▶ **What to work on**: Set down every entry again word for word, please, but skip the pictures.

▶ **Provided data**:

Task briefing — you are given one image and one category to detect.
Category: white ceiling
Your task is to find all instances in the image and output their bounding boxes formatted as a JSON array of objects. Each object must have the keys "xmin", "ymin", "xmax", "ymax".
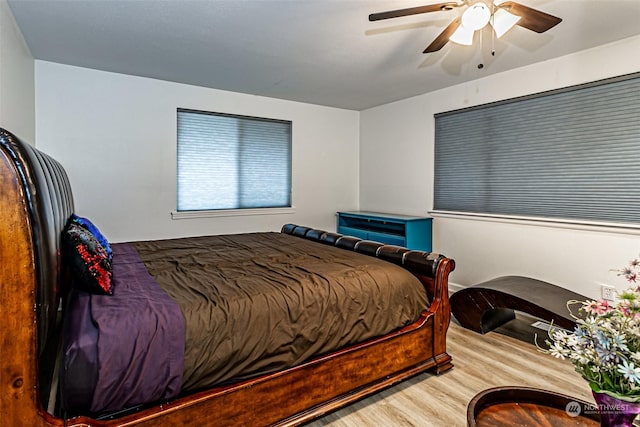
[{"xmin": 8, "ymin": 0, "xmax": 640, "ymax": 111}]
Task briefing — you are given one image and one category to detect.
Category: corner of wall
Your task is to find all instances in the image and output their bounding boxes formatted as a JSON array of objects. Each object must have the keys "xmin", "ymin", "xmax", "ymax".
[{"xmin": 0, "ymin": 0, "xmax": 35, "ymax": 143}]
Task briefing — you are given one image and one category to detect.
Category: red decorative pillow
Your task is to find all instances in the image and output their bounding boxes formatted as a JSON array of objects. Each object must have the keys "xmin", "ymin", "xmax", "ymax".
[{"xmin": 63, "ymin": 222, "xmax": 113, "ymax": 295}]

▶ **Response**:
Task briefing — you are given one image and one category to detect.
Category: white ceiling
Your task is to find all instances in the image and output their bounding boxes formatted as a JSON array of objects. Each object must have the keys "xmin", "ymin", "xmax", "ymax".
[{"xmin": 8, "ymin": 0, "xmax": 640, "ymax": 111}]
Task briefing — you are given one image and one category to detect.
Category: corner of wall
Your task is to find all instances in the image and output their bounding boxes formatted as a JSON array of objects. Each object must have the keys "xmin", "ymin", "xmax", "ymax".
[{"xmin": 0, "ymin": 0, "xmax": 35, "ymax": 143}]
Task briefing — you are given one image and one category to detect.
Category: red decorative pillow
Your task is to find all instances in the image and output their bounding boxes formatted as a JSON array of objects. Each object must have the keys "xmin", "ymin", "xmax", "ymax".
[{"xmin": 63, "ymin": 222, "xmax": 113, "ymax": 295}]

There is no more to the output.